## START RECORDED DATA
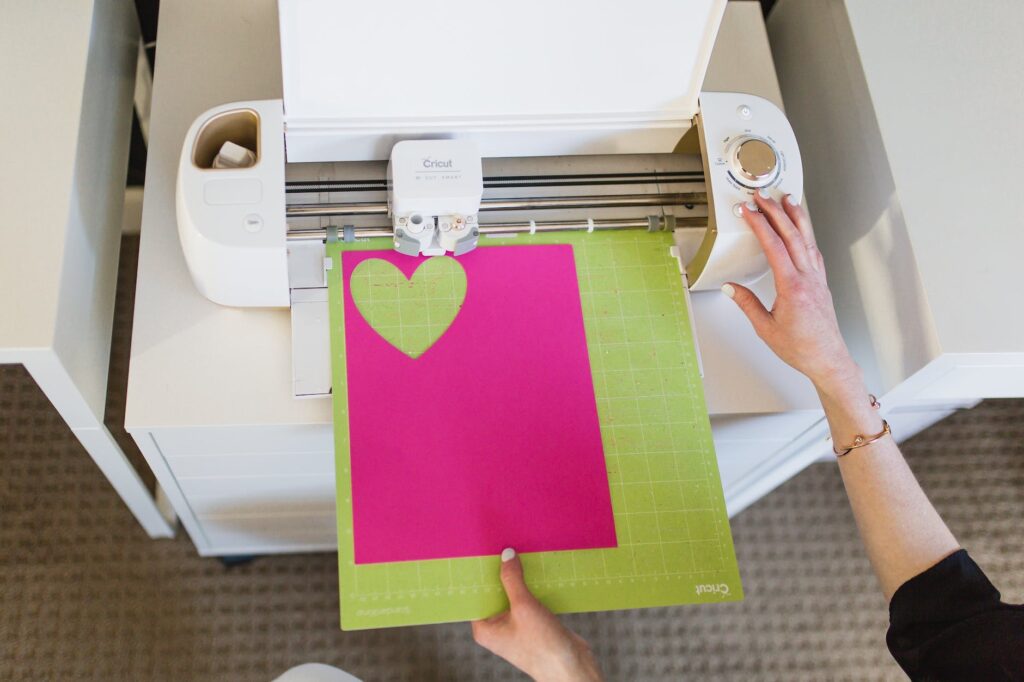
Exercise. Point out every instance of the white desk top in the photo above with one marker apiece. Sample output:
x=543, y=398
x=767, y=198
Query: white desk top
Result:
x=64, y=130
x=197, y=364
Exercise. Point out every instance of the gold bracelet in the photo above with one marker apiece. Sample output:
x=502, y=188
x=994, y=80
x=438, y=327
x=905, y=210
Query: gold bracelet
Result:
x=860, y=440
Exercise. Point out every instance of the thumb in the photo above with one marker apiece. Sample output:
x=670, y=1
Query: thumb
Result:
x=750, y=304
x=513, y=581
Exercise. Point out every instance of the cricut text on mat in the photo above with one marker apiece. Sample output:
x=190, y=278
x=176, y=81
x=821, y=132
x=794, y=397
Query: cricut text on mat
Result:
x=541, y=392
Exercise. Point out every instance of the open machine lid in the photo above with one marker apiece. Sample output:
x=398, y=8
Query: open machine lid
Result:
x=393, y=66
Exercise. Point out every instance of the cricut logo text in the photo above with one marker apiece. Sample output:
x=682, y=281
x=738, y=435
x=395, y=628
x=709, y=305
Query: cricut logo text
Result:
x=721, y=589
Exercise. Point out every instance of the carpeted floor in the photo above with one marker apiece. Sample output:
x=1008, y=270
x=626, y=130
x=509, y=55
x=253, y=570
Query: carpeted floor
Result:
x=85, y=595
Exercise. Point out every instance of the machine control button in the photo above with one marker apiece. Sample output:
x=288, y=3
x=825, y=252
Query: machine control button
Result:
x=253, y=222
x=755, y=162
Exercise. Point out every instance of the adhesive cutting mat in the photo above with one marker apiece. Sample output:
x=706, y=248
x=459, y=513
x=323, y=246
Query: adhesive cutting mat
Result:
x=674, y=541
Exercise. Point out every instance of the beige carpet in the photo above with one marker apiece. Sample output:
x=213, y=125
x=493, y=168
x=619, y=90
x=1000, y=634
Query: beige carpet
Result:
x=85, y=595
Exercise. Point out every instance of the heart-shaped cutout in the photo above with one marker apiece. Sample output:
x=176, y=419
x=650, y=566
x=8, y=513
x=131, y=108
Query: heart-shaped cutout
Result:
x=411, y=313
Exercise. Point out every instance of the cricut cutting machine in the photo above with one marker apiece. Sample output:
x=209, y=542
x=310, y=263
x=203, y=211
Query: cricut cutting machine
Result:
x=431, y=126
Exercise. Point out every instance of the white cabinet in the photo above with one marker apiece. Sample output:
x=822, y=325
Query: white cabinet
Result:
x=905, y=115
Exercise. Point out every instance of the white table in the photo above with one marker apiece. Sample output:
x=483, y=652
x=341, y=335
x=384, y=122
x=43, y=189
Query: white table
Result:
x=67, y=82
x=250, y=469
x=908, y=114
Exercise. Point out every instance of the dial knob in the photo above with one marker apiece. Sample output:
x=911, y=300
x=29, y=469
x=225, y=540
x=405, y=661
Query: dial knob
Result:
x=755, y=162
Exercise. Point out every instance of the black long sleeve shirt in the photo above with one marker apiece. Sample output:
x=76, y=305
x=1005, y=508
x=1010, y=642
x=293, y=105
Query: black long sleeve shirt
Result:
x=949, y=624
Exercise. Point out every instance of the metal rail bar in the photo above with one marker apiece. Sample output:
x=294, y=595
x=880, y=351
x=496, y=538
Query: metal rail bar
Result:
x=519, y=204
x=380, y=184
x=313, y=233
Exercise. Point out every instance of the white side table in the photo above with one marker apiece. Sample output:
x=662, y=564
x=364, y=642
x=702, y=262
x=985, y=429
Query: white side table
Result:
x=67, y=79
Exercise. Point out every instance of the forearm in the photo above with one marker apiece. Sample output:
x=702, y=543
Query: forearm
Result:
x=901, y=530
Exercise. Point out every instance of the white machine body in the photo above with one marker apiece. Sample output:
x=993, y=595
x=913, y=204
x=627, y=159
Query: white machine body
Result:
x=580, y=80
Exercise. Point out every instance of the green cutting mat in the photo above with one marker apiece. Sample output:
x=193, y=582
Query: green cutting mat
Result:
x=674, y=541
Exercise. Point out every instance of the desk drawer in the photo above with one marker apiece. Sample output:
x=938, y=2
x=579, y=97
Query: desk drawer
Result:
x=259, y=496
x=274, y=464
x=245, y=440
x=228, y=535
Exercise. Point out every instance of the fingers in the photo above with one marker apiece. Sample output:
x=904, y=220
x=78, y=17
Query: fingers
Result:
x=486, y=632
x=751, y=305
x=778, y=256
x=795, y=242
x=513, y=581
x=800, y=218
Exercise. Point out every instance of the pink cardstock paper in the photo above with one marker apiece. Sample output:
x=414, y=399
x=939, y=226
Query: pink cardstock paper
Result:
x=489, y=438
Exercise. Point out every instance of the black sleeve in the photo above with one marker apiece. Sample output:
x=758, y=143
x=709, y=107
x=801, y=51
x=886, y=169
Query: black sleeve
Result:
x=948, y=624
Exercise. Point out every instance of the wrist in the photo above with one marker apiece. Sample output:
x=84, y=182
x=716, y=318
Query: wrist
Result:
x=841, y=381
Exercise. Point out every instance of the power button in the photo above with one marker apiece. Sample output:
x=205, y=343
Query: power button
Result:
x=253, y=222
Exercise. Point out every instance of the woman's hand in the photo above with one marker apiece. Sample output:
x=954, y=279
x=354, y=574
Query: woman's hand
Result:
x=529, y=636
x=801, y=327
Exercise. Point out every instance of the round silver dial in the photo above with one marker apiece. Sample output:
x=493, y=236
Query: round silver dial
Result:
x=755, y=162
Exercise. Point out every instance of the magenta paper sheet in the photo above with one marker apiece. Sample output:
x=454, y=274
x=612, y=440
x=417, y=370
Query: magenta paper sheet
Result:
x=491, y=437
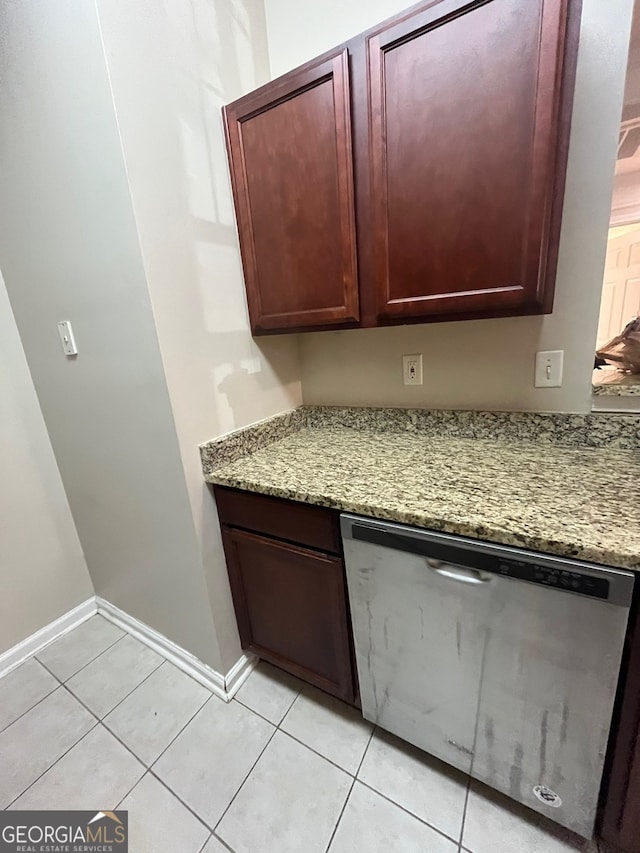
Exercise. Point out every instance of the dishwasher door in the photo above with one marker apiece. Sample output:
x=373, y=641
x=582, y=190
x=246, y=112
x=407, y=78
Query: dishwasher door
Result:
x=501, y=662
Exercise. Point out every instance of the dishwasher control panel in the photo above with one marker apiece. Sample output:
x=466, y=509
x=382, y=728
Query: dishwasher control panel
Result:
x=555, y=577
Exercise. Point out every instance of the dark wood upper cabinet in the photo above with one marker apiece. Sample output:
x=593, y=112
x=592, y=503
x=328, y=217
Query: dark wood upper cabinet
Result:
x=453, y=118
x=289, y=145
x=464, y=121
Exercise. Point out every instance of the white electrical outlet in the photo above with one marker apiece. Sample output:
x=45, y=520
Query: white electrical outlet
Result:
x=549, y=369
x=412, y=369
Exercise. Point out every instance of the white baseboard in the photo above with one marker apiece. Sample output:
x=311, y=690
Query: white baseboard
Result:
x=224, y=686
x=16, y=655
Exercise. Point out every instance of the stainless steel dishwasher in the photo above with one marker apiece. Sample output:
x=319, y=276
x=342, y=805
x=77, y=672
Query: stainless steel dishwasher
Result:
x=499, y=661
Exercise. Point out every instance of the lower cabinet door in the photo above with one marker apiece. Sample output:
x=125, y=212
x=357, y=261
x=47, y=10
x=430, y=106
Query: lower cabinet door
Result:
x=291, y=608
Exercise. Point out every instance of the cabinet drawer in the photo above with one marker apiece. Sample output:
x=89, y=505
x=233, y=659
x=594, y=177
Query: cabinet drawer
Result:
x=291, y=608
x=312, y=526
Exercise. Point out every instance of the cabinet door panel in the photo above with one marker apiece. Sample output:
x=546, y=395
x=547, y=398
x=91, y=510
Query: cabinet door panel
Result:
x=291, y=607
x=463, y=136
x=291, y=162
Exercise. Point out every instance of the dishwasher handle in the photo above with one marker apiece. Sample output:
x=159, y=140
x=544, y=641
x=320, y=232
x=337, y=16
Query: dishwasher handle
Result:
x=462, y=574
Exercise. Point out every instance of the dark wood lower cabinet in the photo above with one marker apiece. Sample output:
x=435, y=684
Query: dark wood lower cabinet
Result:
x=290, y=598
x=289, y=591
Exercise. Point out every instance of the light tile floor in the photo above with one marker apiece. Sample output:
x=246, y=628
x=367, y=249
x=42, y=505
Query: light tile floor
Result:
x=99, y=721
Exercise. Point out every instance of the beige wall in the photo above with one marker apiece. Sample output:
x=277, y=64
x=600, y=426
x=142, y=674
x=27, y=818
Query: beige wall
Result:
x=41, y=562
x=488, y=363
x=172, y=65
x=69, y=250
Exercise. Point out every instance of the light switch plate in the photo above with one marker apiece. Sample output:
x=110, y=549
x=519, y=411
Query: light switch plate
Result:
x=549, y=366
x=66, y=336
x=412, y=369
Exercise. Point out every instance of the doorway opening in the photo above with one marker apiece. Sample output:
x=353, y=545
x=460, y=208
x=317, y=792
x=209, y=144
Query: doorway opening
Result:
x=617, y=372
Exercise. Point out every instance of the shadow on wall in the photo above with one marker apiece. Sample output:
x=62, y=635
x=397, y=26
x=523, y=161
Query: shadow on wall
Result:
x=220, y=53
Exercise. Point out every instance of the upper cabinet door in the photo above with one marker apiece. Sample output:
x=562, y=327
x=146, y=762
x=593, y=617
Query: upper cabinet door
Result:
x=289, y=147
x=467, y=148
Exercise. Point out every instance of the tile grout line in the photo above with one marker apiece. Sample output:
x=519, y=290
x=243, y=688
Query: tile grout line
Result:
x=53, y=764
x=35, y=705
x=223, y=842
x=417, y=817
x=84, y=665
x=99, y=721
x=319, y=754
x=351, y=787
x=242, y=784
x=464, y=813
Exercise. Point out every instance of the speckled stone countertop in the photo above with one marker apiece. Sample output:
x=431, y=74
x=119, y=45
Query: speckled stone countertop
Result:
x=533, y=481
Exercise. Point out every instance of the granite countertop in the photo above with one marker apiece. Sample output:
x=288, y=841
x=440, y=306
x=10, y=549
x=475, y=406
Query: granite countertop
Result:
x=538, y=482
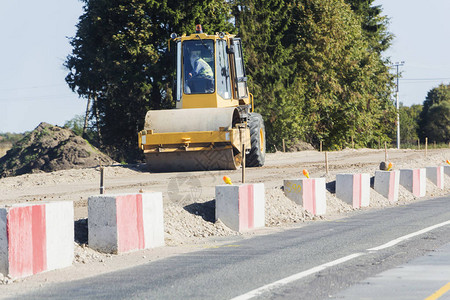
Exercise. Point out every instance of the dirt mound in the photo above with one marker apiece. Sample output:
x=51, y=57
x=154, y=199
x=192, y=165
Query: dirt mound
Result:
x=299, y=145
x=50, y=148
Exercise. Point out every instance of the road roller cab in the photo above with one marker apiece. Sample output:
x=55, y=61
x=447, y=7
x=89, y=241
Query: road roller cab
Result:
x=213, y=123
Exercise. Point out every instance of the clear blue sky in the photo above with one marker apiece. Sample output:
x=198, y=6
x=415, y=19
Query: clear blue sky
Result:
x=34, y=46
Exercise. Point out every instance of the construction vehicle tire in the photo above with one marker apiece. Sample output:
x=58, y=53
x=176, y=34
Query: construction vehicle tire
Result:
x=257, y=155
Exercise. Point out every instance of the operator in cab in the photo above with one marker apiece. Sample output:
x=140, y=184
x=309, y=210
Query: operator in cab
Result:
x=201, y=78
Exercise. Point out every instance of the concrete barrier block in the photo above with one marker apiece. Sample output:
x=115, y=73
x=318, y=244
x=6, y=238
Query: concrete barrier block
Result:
x=308, y=192
x=436, y=176
x=353, y=189
x=125, y=222
x=36, y=237
x=447, y=170
x=387, y=184
x=241, y=207
x=414, y=180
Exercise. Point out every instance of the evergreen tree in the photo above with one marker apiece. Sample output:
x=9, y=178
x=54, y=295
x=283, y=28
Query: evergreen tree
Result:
x=263, y=27
x=435, y=115
x=120, y=58
x=348, y=88
x=373, y=24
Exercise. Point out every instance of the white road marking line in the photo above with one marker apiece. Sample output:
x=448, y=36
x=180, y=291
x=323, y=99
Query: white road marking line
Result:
x=295, y=277
x=408, y=236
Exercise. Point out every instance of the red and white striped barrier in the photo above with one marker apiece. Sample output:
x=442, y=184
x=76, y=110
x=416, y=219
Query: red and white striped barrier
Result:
x=353, y=189
x=308, y=192
x=241, y=207
x=387, y=184
x=35, y=238
x=414, y=180
x=125, y=222
x=447, y=170
x=436, y=176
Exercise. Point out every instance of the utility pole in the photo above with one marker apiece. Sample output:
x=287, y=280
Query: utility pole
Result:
x=397, y=65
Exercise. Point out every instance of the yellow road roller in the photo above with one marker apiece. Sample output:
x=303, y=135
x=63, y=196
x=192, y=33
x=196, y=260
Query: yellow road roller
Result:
x=213, y=124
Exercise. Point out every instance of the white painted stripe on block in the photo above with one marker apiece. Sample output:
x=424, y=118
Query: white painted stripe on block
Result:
x=387, y=184
x=447, y=170
x=365, y=190
x=152, y=204
x=227, y=205
x=102, y=223
x=60, y=234
x=293, y=189
x=344, y=188
x=436, y=176
x=414, y=180
x=308, y=192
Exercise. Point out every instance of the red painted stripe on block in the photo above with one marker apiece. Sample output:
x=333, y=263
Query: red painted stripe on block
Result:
x=438, y=178
x=251, y=207
x=309, y=195
x=391, y=186
x=39, y=236
x=20, y=241
x=245, y=207
x=313, y=186
x=27, y=240
x=357, y=191
x=416, y=182
x=140, y=221
x=130, y=230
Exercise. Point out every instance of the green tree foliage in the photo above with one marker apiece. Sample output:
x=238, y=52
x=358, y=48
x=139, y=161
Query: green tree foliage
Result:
x=75, y=124
x=120, y=60
x=314, y=73
x=373, y=24
x=263, y=27
x=314, y=66
x=409, y=123
x=434, y=120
## END RECORDED DATA
### EXERCISE DIRECTIONS
Repeat the entries above verbatim, from the line with "Exercise. Point out every instance of the magenta" to the line with "x=491, y=437", including both of those lines.

### RESPONSE FOR THIS EXERCISE
Exercise. Point out every instance of the magenta paper sheet in the photo above with one marker apiece. Sample output:
x=454, y=274
x=612, y=440
x=417, y=370
Query: magenta paper sheet
Result:
x=491, y=437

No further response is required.